### THE PROBLEM
Please keep to the lines below from the one with "Query: truck tire" through the one with "the woman in black jacket", and restate them word for word, ends included.

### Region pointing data
****************
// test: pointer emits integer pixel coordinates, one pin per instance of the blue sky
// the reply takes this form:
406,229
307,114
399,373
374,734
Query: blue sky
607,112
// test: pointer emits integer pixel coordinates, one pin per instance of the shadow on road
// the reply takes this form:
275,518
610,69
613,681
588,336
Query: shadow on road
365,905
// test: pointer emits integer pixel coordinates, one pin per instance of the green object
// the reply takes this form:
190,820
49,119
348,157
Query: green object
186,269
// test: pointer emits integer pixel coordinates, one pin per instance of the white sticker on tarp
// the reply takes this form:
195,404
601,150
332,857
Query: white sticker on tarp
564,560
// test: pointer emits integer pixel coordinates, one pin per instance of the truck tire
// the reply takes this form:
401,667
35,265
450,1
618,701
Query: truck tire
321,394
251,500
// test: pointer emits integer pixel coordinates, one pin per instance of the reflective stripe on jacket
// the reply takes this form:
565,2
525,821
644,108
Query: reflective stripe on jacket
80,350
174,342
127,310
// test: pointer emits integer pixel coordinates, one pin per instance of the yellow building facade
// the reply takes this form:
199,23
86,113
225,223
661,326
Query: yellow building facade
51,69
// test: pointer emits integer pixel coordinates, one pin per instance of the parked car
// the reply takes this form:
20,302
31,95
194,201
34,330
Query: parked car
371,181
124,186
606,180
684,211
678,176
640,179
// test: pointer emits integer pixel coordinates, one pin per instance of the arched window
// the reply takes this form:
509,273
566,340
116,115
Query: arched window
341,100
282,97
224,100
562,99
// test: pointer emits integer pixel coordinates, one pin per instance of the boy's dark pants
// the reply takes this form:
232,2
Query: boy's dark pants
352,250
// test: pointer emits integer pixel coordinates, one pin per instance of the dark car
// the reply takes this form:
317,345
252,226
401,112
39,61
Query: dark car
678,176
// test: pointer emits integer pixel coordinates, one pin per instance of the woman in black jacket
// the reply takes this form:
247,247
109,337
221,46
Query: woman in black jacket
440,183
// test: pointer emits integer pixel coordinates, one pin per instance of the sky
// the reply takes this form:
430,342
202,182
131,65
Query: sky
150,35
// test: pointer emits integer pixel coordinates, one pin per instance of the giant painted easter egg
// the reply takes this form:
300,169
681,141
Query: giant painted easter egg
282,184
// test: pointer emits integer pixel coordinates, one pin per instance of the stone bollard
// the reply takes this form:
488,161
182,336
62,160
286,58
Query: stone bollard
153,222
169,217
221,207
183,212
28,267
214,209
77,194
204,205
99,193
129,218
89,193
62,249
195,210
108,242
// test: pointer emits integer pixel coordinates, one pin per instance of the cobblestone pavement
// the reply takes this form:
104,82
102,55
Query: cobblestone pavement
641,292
****************
### FINISHED EXERCISE
Query: truck tire
321,394
251,500
// test: pointer emits integer pixel coordinates, one pin per instance of the reflective stripe on jacket
// the reply takes this form:
565,2
525,821
644,108
Query: reflective stripe on jacket
80,350
174,342
127,310
// test: pointer emits integer pixel coordinates, one pin per instance of the yellow building facade
// the reply takes this form:
199,23
86,113
225,223
661,326
Query: yellow building facade
51,69
// test: pointer emits integer pixel coordinates, one pin per instance of the parked car
// the reply takes this form:
20,302
31,95
194,201
34,330
Query: parked car
371,181
124,186
606,180
684,211
678,176
640,179
// test: pointer emits integer pixel coordinates, one pin per instance of the arched window
// the reply takes this form:
509,273
566,340
116,115
Query: arched window
341,100
282,97
224,100
562,99
// test: pointer emits integer pixel coordinates, one pin per instance of the boy's dark pants
// the reply takes this form:
232,2
Query: boy's dark pants
352,250
// test: pointer emits integer pixel coordinates, one pin per instance of the dark car
// the reply takes this form:
317,345
252,226
401,112
39,61
Query: dark car
678,176
// test: pointer emits integer pixel coordinates, one pin per instance of the woman in black jacket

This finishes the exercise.